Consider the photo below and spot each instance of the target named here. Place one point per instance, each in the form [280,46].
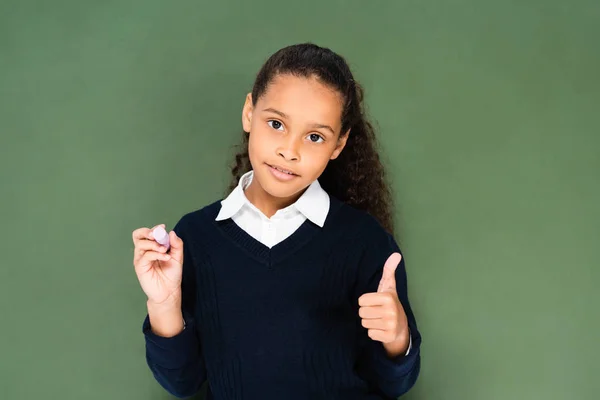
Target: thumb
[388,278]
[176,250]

--

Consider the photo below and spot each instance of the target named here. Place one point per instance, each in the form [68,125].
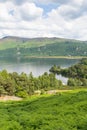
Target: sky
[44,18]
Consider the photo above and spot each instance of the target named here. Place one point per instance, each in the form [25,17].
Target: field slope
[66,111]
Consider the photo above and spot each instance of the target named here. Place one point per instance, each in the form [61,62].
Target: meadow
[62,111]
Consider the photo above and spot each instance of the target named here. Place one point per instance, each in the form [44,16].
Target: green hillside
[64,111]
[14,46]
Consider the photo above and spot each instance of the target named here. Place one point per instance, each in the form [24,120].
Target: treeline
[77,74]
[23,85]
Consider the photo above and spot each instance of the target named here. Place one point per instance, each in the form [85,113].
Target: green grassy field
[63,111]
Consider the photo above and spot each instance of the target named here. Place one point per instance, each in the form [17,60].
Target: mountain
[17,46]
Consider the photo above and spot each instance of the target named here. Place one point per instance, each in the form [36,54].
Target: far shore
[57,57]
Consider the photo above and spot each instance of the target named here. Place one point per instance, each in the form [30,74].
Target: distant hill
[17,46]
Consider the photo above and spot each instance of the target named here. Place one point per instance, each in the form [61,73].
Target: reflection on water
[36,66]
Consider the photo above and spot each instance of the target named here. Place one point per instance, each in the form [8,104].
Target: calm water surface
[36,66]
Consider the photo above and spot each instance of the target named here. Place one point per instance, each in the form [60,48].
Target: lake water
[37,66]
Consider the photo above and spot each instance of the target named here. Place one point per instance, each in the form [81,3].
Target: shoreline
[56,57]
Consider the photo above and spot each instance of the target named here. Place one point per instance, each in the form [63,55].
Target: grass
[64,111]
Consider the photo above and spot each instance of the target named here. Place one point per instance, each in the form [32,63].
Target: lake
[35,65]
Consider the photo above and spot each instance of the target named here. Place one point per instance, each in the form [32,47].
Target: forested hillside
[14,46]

**WHAT YOU NEED TO DO**
Which rows above contain the word "below"? Locate each one and copy it out in full.

**ANSWER FOR THE TASK**
Consider the photo below and spot each instance of the target named here. Place one point per instance, each in the form [280,46].
Consider the photo below and spot each instance of the target named here. Place one point per instance, each in the form [68,125].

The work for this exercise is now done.